## TASK A
Based on the payment control passage, decide whether each statement agrees with it, and answer yes or no with the deciding words quoted: (i) the method can be run by the server and the terminal working together; (ii) the virtual securities payment card must always have a matching physical card; (iii) in the payment request, the seller of the chosen product is treated as the payee.

## SUPPLIED PASSAGE
::::::::::
The blockchain-based payment control method according to the embodiments of the present disclosure may be executed by the server 120 or by the terminal 110, or by the server 120 and the terminal 110 together. The terminal 110 executes the blockchain-based payment control method according to the embodiments of the present disclosure, which may also be performed by a client installed on the terminal 110.

FIG. 2 is a flowchart of a blockchain-based payment control method according to an embodiment of the present disclosure. As illustrated in FIG. 2, the blockchain-based payment control method at least includes steps S210 to S240, which are described in detail below.

At step S210, a payment request for a securities account initiated by a requester is verified. The payment request includes a payment amount and a payee.

It should be noted that the securities account refers to a ledger established by a securities registration and clearing institution for investors, used to accurately record types, names, quantities, and corresponding rights and interests, and changes of securities held by the investors, for trading of securities products.

Exemplarily, the server may be provided with a virtual securities payment card, to bind at least one securities account with the virtual securities payment card to establish a payment link between the securities account and the virtual securities payment card, i.e., the requester may use funds in the securities account by invoking the virtual securities payment card.

The virtual securities payment card simulates a physical payment card based on card data on the terminal to achieve a payment function. The virtual securities payment card may have a corresponding physical card or may not have a corresponding physical card. The virtual securities payment card may be displayed on the terminal, for example, in a card form, a two-dimensional code form, or the like. The present disclosure does not limit this.

Exemplarily, payment software having the payment function may be installed on the terminal. The virtual securities payment card may be bound with the payment software. The payment request is generated by detecting a payment operation performed by the requester on the payment software for the virtual securities payment card. For example, shopping software is also installed on the terminal. After the requester browses in the shopping software and selects products, the shopping software displays a plurality of payment manners to the user, and the requester may select one of the plurality of payment manners to make payment, and each payment manner corresponds to one payment software. Then, the selected payment software initiates a payment request for the securities account bound with the virtual securities payment card. In the payment request, a total product price corresponding to the product selected by the requester is taken as the payment amount, and a seller of the product selected by the requester is taken as the payee.

In the embodiment of the present disclosure, the payment request initiated by the requester is verified. For example, it is verified whether payment order information carried in the payment request is correct, whether the requester of the initiated payment request is consistent with account information corresponding to the securities account, and the like. The present disclosure does not limit this.

At step S220, in response to the payment request passing the verification, fund deduction is performed on the securities account based on the payment amount, a quota corresponding to the payment amount is deducted from a payment quota corresponding to the requester, and an auxiliary payment platform is instructed to transfer the payment amount to the payee.
::::::::::
## TASK B
Swap "bread roll" for "bun" in the records, starting at the line containing "the form (8,241)." and ending at the end of the records, with everything else left as it is.

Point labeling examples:
::::::::::
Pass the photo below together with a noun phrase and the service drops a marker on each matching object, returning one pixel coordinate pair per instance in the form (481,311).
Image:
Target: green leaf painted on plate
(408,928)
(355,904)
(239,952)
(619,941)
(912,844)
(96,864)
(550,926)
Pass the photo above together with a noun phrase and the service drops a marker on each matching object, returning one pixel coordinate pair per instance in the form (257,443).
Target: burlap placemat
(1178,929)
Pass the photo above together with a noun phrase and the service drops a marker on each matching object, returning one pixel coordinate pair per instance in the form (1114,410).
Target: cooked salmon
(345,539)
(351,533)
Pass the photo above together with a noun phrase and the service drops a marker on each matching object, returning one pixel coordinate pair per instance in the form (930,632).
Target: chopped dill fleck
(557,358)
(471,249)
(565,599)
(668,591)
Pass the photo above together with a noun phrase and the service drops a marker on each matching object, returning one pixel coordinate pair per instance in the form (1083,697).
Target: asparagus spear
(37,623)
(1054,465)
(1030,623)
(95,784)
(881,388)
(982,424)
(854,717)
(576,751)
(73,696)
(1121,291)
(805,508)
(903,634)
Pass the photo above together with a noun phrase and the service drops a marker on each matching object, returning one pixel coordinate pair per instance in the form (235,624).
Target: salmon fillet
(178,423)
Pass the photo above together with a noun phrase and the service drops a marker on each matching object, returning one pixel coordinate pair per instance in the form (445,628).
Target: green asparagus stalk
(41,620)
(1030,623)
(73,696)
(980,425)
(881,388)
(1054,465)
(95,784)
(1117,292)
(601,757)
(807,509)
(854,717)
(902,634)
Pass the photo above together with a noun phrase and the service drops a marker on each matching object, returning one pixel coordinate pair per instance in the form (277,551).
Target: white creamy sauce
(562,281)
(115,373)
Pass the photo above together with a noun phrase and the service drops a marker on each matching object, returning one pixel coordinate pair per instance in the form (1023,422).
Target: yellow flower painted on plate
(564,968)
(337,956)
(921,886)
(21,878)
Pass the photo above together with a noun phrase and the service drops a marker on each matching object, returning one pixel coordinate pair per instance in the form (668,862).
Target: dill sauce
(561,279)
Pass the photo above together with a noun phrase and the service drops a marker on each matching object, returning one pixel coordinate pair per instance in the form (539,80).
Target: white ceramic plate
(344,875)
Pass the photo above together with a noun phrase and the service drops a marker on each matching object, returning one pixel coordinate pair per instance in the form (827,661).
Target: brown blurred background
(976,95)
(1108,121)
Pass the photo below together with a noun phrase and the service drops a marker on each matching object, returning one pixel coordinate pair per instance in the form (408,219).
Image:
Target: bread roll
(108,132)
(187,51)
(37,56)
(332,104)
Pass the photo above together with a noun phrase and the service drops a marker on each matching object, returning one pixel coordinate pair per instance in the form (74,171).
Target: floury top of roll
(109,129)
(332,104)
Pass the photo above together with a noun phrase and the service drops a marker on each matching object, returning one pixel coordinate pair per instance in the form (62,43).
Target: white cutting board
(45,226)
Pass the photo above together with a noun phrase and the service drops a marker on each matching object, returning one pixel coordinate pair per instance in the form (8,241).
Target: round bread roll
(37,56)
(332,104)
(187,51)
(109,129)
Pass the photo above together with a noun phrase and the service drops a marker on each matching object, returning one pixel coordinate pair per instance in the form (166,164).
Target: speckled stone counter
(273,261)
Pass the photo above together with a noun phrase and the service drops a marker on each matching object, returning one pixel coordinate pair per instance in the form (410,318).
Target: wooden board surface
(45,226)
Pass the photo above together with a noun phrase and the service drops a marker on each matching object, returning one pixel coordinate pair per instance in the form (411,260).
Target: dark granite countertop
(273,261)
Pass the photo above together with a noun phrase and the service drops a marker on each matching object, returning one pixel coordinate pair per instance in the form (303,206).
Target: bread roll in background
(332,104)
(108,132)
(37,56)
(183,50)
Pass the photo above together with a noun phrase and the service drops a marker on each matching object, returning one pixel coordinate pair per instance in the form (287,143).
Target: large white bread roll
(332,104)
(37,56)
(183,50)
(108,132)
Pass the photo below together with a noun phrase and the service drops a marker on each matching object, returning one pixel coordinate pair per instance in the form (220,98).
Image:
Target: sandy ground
::::::::::
## CORRECT RESPONSE A
(i) Yes: "or by the server 120 and the terminal 110 together"
(ii) No: "The virtual securities payment card may have a corresponding physical card or may not have a corresponding physical card."
(iii) Yes: "a seller of the product selected by the requester is taken as the payee."

## CORRECT RESPONSE B
Pass the photo above together with a noun phrase and the service drops a marker on each matching object, returning one pixel coordinate pair per instance in the form (8,241).
Target: round bun
(37,56)
(332,104)
(187,51)
(109,129)
Pass the photo above together with a noun phrase and the service drops a marker on each matching object, returning one pixel coordinate pair per instance in the form (166,164).
Target: speckled stone counter
(273,261)
Pass the photo above together with a noun phrase and the service drops a marker on each matching object, returning one pixel coordinate pair per instance in the form (410,318).
Target: wooden board surface
(45,226)
Pass the photo above together with a noun phrase and the service drops a marker on each matching object, returning one pixel coordinate pair per instance in the form (411,260).
Target: dark granite countertop
(273,261)
Pass the photo above together with a noun phrase and the service drops a marker on each matching object, returning one pixel coordinate pair per instance in the form (303,206).
Target: bun in background
(332,104)
(108,132)
(37,56)
(183,50)
Pass the photo above together with a noun phrase and the service drops a marker on each matching object, returning one pixel coordinate pair per instance in the form (287,143).
Target: large white bun
(332,104)
(37,56)
(183,50)
(108,132)
Pass the photo below together with a noun phrase and the service drops a marker on each matching object, returning one pixel coordinate pair per instance in the form (220,98).
Image:
Target: sandy ground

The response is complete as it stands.